PROBLEM 1: In the architecture firm's statement below, what range of projects does the firm say it has worked on?
PROBLEM 2: Translate into Spanish this sentence from the architecture firm's statement below: "Buildings that fit are beautiful."
PROBLEM 3: Continue the architecture firm's statement below, picking up after its final sentence and keeping its tone.

PASSAGE PROVIDED:
■ ■ ■ ■
We take pride in designing buildings that fit perfectly.
They fit our clients. They fit the design brief. They fit the architectural context. They fit the site, the landscape.
And they fit the history of the people and the place as they become a part of it.
Buildings that fit are beautiful. They are beautiful to look at, and they are beautiful because they work.
Our designs are practical. We take full advantage of every material opportunity, we employ elegant planning strategies,
and we incorporate the most useful technology available.
We are committed to the craft of design. We design by hand. We prepare beautiful, legible drawings which make our design intent crystal clear to both clients and contractors.
You can be sure that we have thoughtfully considered
every aspect of our client’s design brief, and every construction detail. We strive to produce the highest quality buildings.
We have experience in a broad range of building types and sizes. We have worked on everything from bespoke cabinets, to courthouses.
■ ■ ■ ■
GIVEN INFORMATION:
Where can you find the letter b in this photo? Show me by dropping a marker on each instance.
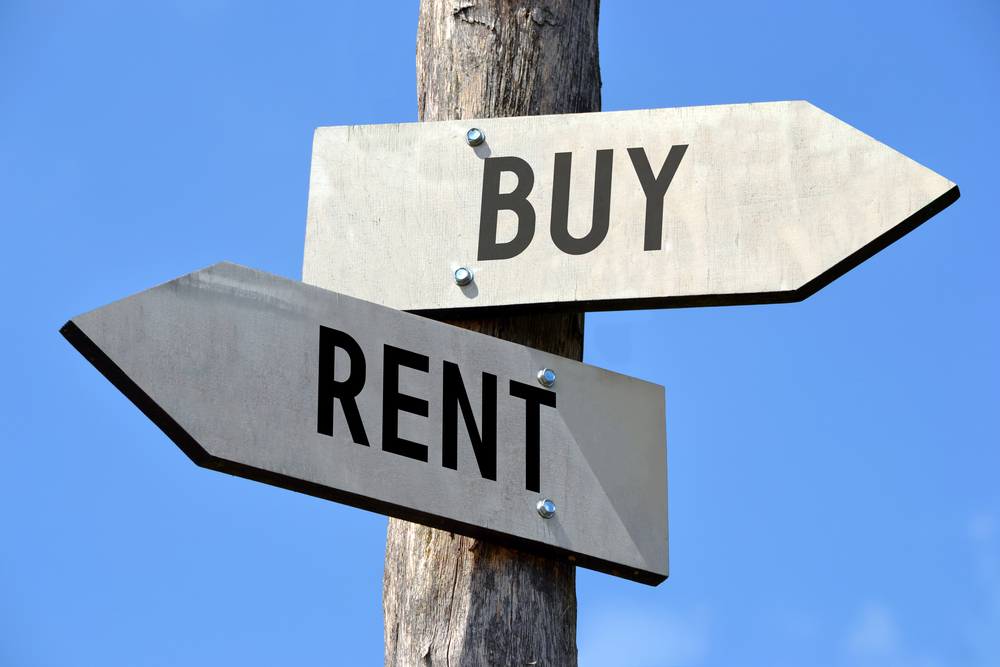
■ ■ ■ ■
ANSWER 1: Everything from bespoke cabinets to courthouses.

ANSWER 2: Los edificios que encajan son hermosos.

ANSWER 3:
But the core of our practice has been the design of custom residences,
including townhouses, apartments, suburban houses, and country estates.
We take pleasure in providing excellent service. We empower our clients by providing them with what they need to make informed decisions.
We want our clients to enjoy the process, from the first review of sketches and material samples,
to the final walk-through.
We have collaborated with the best decorators, landscape architects, and engineers in the industry.
We have worked with the top cabinetmakers, stone masons, metalworkers, plasterers, and all manner of specialized craftsmen. We have served the most discerning clients.
We look forward to working with you.
Dino Marcantonio is an architect (registered in NY, NCARB certified) and writer. He has also held teaching positions at the Yale School of Architecture, and the University of Notre Dame.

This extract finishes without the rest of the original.